ACTIVITY – Output the entries that follow, word for word.
**** RECORD EXTRACTS
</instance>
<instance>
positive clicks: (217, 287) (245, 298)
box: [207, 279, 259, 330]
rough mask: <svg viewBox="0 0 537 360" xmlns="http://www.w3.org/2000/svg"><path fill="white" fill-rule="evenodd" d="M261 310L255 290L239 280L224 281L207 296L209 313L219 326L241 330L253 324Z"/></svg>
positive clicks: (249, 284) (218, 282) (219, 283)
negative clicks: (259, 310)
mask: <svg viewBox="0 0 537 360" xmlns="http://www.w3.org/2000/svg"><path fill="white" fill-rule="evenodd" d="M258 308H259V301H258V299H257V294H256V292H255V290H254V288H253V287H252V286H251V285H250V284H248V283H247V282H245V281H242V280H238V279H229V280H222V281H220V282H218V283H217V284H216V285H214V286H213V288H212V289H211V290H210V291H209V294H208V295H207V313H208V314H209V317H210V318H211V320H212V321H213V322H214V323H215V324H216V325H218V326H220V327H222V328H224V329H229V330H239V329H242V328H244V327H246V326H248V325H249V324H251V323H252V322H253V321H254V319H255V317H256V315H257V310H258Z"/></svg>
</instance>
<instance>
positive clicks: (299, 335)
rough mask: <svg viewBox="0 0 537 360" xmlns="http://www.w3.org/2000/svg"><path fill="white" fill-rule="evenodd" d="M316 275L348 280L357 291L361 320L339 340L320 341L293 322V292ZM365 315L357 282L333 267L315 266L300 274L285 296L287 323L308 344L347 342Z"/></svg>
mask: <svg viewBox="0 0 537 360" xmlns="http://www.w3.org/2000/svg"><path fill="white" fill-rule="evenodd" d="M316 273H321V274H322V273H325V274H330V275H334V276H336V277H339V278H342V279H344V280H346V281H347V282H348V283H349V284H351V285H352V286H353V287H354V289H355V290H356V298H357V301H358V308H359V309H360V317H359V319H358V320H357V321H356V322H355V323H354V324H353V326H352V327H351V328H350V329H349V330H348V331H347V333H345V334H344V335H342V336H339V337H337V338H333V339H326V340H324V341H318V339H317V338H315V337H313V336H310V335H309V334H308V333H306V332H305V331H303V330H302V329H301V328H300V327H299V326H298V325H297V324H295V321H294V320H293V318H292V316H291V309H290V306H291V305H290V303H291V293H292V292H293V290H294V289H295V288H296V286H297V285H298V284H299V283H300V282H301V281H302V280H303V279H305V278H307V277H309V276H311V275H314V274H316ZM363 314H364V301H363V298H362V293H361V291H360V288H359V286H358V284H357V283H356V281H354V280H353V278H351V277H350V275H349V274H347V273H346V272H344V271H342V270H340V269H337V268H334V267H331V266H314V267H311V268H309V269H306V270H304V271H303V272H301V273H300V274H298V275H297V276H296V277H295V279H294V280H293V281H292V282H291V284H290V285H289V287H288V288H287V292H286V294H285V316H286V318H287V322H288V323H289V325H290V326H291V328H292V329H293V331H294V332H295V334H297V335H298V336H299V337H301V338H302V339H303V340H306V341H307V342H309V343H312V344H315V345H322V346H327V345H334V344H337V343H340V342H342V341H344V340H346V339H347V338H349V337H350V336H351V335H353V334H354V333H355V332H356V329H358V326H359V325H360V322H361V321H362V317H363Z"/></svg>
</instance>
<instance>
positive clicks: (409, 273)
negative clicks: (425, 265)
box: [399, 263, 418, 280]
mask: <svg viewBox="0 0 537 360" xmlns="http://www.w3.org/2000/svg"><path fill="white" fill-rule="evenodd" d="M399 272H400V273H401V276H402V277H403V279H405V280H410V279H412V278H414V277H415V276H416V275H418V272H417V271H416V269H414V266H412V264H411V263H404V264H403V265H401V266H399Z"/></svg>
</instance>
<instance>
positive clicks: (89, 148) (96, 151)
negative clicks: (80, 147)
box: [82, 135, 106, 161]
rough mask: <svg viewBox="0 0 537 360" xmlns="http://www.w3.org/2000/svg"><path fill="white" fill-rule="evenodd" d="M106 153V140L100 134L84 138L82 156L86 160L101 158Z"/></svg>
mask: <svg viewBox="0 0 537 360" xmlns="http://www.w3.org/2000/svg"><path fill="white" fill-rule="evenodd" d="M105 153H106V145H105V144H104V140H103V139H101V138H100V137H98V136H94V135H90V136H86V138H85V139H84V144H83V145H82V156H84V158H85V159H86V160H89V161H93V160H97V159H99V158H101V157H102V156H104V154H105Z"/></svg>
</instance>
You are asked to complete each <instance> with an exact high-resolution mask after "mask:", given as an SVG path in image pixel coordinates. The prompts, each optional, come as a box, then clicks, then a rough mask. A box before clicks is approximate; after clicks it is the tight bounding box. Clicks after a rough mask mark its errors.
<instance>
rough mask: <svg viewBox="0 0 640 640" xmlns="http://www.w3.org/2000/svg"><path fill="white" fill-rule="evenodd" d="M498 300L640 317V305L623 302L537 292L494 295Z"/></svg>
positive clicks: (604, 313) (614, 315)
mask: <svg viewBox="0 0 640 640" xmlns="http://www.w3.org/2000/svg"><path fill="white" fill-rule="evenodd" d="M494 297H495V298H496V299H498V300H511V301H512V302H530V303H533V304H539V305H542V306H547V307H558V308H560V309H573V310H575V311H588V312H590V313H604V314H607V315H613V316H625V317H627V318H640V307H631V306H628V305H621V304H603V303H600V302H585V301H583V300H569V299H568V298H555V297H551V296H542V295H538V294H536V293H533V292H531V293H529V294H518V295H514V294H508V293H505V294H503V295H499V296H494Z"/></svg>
********
RESPONSE TO THE EXERCISE –
</instance>
<instance>
positive clicks: (217, 287) (245, 298)
box: [207, 279, 259, 330]
rough mask: <svg viewBox="0 0 537 360" xmlns="http://www.w3.org/2000/svg"><path fill="white" fill-rule="evenodd" d="M261 310L255 290L239 280L224 281L207 296L209 313L219 326L241 330L253 324Z"/></svg>
positive clicks: (249, 284) (218, 282) (219, 283)
negative clicks: (259, 310)
mask: <svg viewBox="0 0 537 360" xmlns="http://www.w3.org/2000/svg"><path fill="white" fill-rule="evenodd" d="M258 308H259V301H258V299H257V294H256V292H255V290H254V288H253V287H252V286H251V285H250V284H248V283H247V282H245V281H242V280H238V279H229V280H222V281H220V282H218V283H217V284H216V285H214V286H213V288H212V289H211V290H210V291H209V294H208V295H207V313H208V314H209V317H210V318H211V320H212V321H213V322H214V323H215V324H216V325H218V326H220V327H222V328H224V329H229V330H239V329H242V328H244V327H246V326H248V325H249V324H251V323H252V322H253V321H254V319H255V317H256V315H257V310H258Z"/></svg>
</instance>
<instance>
positive clicks: (299, 335)
rough mask: <svg viewBox="0 0 537 360" xmlns="http://www.w3.org/2000/svg"><path fill="white" fill-rule="evenodd" d="M316 275L348 280L357 291L361 320L339 340L320 341L293 322V292ZM365 315L357 282L333 267L315 266L300 274L285 296L287 323L308 344L347 342Z"/></svg>
mask: <svg viewBox="0 0 537 360" xmlns="http://www.w3.org/2000/svg"><path fill="white" fill-rule="evenodd" d="M316 273H321V274H322V273H325V274H330V275H334V276H336V277H339V278H342V279H344V280H346V281H347V282H348V283H349V284H351V285H352V286H353V287H354V289H355V290H356V298H357V301H358V308H359V309H360V317H359V319H358V320H357V321H356V322H355V323H354V324H353V326H352V327H351V328H350V329H349V330H348V331H347V333H345V334H344V335H342V336H339V337H337V338H333V339H326V340H324V341H318V339H317V338H315V337H313V336H310V335H309V334H308V333H306V332H305V331H303V330H302V329H301V328H300V327H299V326H298V325H297V324H295V321H294V320H293V318H292V316H291V309H290V306H291V305H290V303H291V293H292V292H293V290H294V289H295V288H296V286H297V285H298V284H299V283H300V282H301V281H302V280H303V279H305V278H307V277H309V276H311V275H314V274H316ZM363 314H364V301H363V298H362V293H361V291H360V288H359V286H358V284H357V283H356V281H354V280H353V278H351V277H350V275H349V274H347V273H346V272H344V271H342V270H340V269H337V268H334V267H331V266H314V267H311V268H309V269H306V270H304V271H303V272H301V273H300V274H298V275H297V276H296V277H295V279H294V280H293V281H292V282H291V284H290V285H289V287H288V288H287V292H286V294H285V316H286V318H287V322H288V323H289V325H290V326H291V328H292V329H293V331H294V332H295V334H297V335H298V336H299V337H301V338H302V339H303V340H306V341H307V342H309V343H312V344H315V345H322V346H327V345H334V344H337V343H340V342H342V341H344V340H346V339H347V338H349V337H350V336H351V335H353V334H354V333H355V332H356V329H358V326H359V325H360V322H361V321H362V317H363Z"/></svg>
</instance>
<instance>
positive clicks: (409, 273)
negative clicks: (425, 265)
box: [399, 263, 418, 280]
mask: <svg viewBox="0 0 537 360" xmlns="http://www.w3.org/2000/svg"><path fill="white" fill-rule="evenodd" d="M399 272H400V273H401V276H402V277H403V279H405V280H410V279H412V278H414V277H415V276H416V275H418V272H417V271H416V269H414V266H412V264H411V263H404V264H403V265H401V266H399Z"/></svg>
</instance>
<instance>
positive clicks: (89, 148) (96, 151)
negative clicks: (80, 147)
box: [82, 135, 106, 161]
rough mask: <svg viewBox="0 0 537 360" xmlns="http://www.w3.org/2000/svg"><path fill="white" fill-rule="evenodd" d="M106 153V140L100 134L84 138L82 156L86 160L101 158Z"/></svg>
mask: <svg viewBox="0 0 537 360" xmlns="http://www.w3.org/2000/svg"><path fill="white" fill-rule="evenodd" d="M105 153H106V145H105V144H104V140H103V139H101V138H100V137H98V136H94V135H90V136H86V138H85V139H84V144H83V145H82V156H84V158H85V159H86V160H89V161H93V160H97V159H99V158H101V157H102V156H104V154H105Z"/></svg>
</instance>
You are asked to complete each <instance> with an exact high-resolution mask after "mask:", given as an SVG path in image pixel coordinates. The prompts, each optional, come as a box, then clicks, then a rough mask. A box before clicks is approximate; after clicks it is the tight bounding box. Clicks after a rough mask mark its errors.
<instance>
rough mask: <svg viewBox="0 0 640 640" xmlns="http://www.w3.org/2000/svg"><path fill="white" fill-rule="evenodd" d="M498 300L640 317V305L623 302L537 292L494 295Z"/></svg>
positive clicks: (604, 313) (614, 315)
mask: <svg viewBox="0 0 640 640" xmlns="http://www.w3.org/2000/svg"><path fill="white" fill-rule="evenodd" d="M494 297H495V298H496V299H498V300H511V301H512V302H530V303H533V304H539V305H542V306H547V307H558V308H560V309H573V310H575V311H588V312H590V313H604V314H607V315H613V316H625V317H627V318H640V307H631V306H628V305H621V304H603V303H600V302H585V301H583V300H569V299H568V298H555V297H551V296H542V295H538V294H536V293H533V292H531V293H529V294H518V295H514V294H508V293H505V294H503V295H499V296H494Z"/></svg>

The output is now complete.